#### Task directions:
In the passage on preparing MgMOF@PPy@CC, what Brunauer–Emmett–Teller surface area did MgMOF@PPy@CC show?

#### Passage provided:
%%

In the preparation of MgMOF@PPy@CC, an optimization method to prepare PPy without the use of aqueous solution was adapted to prevent the decomposition of MgMOF. After polymerization, the MgMOF@PPy@CC sample became black ultimately (Figure S6), indicating polymerization of the pyrrole monomer. MgMOF@PPy@CC showed a Brunauer–Emmett–Teller surface area and porous volume of ca. 222.21 m2 g−1 and 0.179 cm3 g−1, respectively, lower than those of MgMOF@CC (ca. 397.91 m2 g−1 and 0.354 cm3 g−1), due to the polymerization of PPy in the MgMOF cavity (Figure S7). However, the specific surface area of MgMOF@PPy@CC was still much higher than that of the CC material (ca. 16.92 m2 g−1, Figure S8), which could decrease the local current density and thus inhibit the detrimental growth of Mg dendrites.35, 36 The mass loadings of MgMOF and PPy were ∼19.50 wt% (3.78 mg cm−2) and 6.65 wt% (1.29 mg cm−2), respectively (Figure S10).

%%

#### Stored records:
%%

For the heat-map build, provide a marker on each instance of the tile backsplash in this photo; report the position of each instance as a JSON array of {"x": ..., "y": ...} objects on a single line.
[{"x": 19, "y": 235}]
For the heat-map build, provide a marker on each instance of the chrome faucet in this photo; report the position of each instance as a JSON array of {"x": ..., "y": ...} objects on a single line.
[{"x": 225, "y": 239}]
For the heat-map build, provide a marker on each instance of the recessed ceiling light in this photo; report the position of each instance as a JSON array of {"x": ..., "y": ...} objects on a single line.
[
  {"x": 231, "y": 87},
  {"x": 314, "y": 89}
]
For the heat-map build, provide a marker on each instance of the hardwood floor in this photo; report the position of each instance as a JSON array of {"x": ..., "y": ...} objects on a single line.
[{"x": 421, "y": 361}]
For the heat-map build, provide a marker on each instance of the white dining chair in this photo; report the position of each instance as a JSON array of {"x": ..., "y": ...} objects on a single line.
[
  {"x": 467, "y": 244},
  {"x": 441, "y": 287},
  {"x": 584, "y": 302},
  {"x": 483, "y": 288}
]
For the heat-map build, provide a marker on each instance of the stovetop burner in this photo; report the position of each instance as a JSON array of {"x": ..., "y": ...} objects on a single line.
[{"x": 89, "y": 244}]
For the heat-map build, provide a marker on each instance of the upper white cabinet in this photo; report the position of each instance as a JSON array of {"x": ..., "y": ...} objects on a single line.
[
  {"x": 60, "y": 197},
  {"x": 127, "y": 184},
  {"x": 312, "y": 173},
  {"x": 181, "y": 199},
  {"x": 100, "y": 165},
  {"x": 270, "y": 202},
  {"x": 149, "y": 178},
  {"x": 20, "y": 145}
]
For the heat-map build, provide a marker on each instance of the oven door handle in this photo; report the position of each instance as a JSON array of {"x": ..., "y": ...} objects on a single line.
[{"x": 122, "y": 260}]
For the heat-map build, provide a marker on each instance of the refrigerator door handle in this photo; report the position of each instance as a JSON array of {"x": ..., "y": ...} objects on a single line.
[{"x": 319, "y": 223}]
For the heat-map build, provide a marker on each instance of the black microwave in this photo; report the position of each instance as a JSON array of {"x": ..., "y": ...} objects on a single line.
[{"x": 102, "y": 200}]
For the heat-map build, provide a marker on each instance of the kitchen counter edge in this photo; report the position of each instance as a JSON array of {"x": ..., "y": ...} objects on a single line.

%%

#### Solution for this exercise:
About 222.21 m2 g−1.